Ha mencionado la palabra frontier. Hablemos sobre ese concepto y el de border, palabras inglesas que significan en esencia lo mismo pero se distinguen en sus matices. Usted escribe que “Estados Unidos fue forjado por su frontier, y hoy en día está siendo desmantelado por su border”. En castellano, ambos términos se traducen como frontera…
La idea de frontier es, en cierta medida, un sustituto de la expansión a la que me vengo refiriendo. Es algo que se remonta a la fundación de la sociedad anglosajona en Norteamérica, la idea de ir moviéndose hacia el Oeste y adentrarse en el bosque formaba parte de esa experiencia.

La revolución americana se hizo en parte contra el intento por parte de la corona británica de limitar el asentamiento, de acorralar a los colonos blancos al Este de los montes Allegheny, de los Apalaches. La Revolución se planteó como un acto de resistencia frente a esas políticas de la Corona. A partir de ahí, se da esa idea constante de avanzar territorialmente. Como bien dice, la palabra frontier a principios del siglo diecinueve significaba básicamente border, o frontera.
Significaba frente militar. Significaba demarcación política. Significaba lo que significa en español: un límite.

════════════════════

## Enunciado:
Reproduzca el fragmento sobre frontier y border desde "Ha mencionado la" hasta "de esa experiencia.", ambos incluidos, y sustituya "Norteamérica" por "América del Norte".

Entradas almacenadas
════════════════════

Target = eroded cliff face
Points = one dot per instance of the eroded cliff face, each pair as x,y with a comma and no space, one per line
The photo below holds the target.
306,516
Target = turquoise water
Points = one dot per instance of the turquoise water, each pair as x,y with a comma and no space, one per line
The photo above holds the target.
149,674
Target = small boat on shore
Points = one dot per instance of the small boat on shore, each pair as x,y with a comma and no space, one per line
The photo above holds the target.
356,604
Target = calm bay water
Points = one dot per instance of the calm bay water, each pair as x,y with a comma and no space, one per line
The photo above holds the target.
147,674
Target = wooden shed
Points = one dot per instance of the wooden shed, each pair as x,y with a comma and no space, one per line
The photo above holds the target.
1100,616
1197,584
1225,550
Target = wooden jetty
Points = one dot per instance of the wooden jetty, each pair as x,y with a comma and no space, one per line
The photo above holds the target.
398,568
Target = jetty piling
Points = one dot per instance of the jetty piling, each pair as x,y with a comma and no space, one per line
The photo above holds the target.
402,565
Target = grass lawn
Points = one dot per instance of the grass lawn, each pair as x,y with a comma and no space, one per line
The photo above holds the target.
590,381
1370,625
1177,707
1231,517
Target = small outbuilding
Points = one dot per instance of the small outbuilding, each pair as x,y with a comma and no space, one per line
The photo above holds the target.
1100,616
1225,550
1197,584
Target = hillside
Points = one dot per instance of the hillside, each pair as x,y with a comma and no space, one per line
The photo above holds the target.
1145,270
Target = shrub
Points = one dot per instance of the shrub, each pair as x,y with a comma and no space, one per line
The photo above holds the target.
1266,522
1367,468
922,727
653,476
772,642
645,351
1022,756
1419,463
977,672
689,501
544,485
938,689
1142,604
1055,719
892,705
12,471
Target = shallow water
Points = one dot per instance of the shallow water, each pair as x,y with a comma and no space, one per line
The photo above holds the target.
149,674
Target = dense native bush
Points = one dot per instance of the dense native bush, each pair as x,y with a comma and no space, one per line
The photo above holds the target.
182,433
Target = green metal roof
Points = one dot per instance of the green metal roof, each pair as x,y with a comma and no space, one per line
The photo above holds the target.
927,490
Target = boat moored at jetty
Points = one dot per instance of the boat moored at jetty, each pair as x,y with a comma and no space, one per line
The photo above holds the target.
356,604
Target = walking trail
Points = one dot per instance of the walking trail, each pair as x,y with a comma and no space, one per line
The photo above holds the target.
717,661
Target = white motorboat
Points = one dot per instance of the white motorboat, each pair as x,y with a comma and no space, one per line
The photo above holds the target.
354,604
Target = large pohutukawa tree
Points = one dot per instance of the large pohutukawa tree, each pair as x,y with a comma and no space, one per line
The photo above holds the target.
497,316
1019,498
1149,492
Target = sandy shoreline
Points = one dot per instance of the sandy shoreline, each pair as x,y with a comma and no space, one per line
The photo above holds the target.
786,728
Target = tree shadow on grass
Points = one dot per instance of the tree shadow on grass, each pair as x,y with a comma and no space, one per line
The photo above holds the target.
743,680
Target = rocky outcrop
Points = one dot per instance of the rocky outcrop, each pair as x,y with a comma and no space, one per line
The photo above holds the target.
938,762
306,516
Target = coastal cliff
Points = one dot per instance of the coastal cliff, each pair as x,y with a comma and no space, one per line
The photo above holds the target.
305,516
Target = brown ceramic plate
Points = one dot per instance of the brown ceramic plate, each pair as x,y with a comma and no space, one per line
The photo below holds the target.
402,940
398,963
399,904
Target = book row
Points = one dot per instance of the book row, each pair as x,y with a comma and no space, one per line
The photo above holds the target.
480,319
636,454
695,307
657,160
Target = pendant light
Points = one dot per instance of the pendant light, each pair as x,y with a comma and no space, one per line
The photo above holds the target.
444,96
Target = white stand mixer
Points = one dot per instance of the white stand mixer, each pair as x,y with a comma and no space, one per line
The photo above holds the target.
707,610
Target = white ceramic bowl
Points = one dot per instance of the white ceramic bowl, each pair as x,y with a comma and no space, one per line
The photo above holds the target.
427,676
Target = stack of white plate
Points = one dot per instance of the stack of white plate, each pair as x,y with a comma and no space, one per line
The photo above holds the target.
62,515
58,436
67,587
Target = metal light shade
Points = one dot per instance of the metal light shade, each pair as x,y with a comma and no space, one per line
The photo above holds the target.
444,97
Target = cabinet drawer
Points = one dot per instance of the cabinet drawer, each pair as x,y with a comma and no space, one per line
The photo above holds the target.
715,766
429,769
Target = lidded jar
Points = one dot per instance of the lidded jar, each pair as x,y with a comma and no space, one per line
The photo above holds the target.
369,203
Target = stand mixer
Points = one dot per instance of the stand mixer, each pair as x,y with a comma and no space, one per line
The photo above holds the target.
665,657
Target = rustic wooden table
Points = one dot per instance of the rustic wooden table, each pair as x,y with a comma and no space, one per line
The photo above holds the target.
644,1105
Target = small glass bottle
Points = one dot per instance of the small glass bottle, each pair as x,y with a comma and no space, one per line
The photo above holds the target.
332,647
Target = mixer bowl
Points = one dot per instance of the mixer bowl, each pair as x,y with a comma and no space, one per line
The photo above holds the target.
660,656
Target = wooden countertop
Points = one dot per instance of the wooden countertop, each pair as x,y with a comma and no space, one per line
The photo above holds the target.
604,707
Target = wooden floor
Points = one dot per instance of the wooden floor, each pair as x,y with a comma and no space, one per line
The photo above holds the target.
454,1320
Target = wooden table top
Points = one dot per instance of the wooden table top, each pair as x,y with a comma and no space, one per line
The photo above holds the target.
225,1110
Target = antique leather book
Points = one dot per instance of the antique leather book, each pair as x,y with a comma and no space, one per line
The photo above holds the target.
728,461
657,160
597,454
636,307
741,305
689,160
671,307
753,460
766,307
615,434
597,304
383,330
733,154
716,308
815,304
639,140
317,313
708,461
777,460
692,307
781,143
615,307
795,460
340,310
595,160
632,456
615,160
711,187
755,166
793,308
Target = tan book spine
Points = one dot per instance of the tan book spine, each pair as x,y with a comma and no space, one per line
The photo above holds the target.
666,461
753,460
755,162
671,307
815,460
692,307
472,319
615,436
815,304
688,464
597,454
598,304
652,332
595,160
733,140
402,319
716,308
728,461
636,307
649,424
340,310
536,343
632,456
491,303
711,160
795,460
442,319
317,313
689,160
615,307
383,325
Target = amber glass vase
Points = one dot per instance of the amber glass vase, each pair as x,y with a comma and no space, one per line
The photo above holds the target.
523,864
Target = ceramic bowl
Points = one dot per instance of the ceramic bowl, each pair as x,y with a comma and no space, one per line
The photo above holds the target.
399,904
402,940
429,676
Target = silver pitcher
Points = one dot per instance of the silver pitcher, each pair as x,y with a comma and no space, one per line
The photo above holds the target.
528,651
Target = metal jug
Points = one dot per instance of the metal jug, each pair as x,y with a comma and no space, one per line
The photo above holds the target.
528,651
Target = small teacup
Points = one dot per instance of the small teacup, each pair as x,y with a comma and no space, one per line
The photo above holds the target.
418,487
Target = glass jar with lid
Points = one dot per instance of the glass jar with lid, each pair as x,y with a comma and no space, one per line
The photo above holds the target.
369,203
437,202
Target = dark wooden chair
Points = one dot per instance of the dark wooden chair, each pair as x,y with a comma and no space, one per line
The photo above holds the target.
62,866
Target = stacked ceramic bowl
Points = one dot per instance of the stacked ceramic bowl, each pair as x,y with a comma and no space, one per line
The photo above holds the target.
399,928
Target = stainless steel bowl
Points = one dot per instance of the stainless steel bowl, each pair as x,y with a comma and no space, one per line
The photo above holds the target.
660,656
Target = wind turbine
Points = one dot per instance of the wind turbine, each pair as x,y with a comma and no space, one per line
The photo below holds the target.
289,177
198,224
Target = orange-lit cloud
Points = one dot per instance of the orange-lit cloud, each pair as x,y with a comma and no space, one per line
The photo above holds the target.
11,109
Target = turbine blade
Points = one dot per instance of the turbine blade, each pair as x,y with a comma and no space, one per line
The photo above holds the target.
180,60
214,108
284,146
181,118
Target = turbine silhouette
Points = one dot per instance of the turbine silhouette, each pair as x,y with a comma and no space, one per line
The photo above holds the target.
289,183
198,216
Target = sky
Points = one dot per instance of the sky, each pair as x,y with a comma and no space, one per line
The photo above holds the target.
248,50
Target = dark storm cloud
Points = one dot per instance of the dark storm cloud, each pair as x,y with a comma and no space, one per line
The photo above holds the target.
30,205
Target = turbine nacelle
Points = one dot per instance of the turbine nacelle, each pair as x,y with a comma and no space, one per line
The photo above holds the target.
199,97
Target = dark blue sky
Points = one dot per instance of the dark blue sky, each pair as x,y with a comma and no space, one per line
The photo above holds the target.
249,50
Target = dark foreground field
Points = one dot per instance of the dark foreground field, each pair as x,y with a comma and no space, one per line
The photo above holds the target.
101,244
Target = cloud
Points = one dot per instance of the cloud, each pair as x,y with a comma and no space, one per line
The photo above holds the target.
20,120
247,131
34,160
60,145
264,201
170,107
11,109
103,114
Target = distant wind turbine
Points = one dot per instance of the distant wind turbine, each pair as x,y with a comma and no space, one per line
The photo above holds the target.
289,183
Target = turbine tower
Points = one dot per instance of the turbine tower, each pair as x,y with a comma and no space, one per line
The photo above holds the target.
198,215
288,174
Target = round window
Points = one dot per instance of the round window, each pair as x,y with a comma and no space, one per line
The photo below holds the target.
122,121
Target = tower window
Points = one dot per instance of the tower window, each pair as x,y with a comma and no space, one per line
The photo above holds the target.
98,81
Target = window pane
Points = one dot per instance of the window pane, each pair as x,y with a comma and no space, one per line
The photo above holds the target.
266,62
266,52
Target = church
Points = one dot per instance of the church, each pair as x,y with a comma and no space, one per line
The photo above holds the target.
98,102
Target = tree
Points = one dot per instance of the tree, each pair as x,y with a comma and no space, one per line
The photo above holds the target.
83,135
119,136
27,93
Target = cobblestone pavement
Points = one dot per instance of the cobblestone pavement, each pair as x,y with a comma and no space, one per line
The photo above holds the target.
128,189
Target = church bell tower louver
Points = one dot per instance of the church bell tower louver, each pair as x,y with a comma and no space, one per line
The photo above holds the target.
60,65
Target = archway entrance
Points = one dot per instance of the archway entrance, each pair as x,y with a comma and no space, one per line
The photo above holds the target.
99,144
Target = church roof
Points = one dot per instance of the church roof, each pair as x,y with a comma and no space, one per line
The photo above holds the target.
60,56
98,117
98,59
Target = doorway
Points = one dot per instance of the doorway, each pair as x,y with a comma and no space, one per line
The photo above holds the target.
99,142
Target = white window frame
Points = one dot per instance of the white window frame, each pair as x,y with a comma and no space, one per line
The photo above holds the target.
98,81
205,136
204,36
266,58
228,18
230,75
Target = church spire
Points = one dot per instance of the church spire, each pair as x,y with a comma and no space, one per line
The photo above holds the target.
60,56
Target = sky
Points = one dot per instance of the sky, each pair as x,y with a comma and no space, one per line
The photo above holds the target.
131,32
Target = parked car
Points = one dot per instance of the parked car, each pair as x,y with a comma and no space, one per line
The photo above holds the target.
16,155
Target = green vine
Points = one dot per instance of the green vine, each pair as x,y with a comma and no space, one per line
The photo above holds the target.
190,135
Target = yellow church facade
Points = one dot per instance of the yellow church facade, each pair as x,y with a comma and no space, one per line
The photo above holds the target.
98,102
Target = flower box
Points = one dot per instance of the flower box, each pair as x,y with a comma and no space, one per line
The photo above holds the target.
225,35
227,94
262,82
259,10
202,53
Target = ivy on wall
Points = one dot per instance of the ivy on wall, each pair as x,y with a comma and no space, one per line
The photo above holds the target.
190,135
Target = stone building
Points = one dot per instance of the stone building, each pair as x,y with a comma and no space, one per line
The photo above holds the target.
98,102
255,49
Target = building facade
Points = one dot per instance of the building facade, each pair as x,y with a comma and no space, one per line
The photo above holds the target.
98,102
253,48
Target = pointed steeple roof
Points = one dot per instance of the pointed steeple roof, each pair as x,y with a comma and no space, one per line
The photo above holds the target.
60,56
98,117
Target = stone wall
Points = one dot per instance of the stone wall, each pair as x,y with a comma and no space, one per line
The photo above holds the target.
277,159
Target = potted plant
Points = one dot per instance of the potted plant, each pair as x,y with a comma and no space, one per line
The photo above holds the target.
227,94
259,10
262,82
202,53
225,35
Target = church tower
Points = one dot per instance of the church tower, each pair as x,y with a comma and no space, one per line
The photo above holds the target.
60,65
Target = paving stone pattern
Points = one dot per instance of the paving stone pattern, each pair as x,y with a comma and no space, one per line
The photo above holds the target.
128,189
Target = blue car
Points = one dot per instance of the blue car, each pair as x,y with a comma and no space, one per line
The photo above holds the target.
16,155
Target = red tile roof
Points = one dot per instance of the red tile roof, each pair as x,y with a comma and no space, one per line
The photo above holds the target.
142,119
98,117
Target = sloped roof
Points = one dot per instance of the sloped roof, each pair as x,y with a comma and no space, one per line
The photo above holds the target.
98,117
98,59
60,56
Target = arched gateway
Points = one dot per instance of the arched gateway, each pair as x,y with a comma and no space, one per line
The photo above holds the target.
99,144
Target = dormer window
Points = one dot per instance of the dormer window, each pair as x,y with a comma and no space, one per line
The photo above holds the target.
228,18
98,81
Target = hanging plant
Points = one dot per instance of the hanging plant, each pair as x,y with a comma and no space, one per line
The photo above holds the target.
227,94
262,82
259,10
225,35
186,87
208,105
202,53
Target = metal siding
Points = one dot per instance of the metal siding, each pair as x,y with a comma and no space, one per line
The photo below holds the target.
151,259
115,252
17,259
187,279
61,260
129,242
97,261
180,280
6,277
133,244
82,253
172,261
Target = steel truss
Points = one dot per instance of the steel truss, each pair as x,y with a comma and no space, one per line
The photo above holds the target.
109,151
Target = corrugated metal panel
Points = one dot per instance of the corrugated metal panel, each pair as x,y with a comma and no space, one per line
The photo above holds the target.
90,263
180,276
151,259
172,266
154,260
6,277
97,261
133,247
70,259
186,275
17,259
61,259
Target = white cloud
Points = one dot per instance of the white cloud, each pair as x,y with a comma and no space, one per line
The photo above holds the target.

════════════════════

## Respuesta:
Ha mencionado la palabra frontier. Hablemos sobre ese concepto y el de border, palabras inglesas que significan en esencia lo mismo pero se distinguen en sus matices. Usted escribe que “Estados Unidos fue forjado por su frontier, y hoy en día está siendo desmantelado por su border”. En castellano, ambos términos se traducen como frontera…
La idea de frontier es, en cierta medida, un sustituto de la expansión a la que me vengo refiriendo. Es algo que se remonta a la fundación de la sociedad anglosajona en América del Norte, la idea de ir moviéndose hacia el Oeste y adentrarse en el bosque formaba parte de esa experiencia.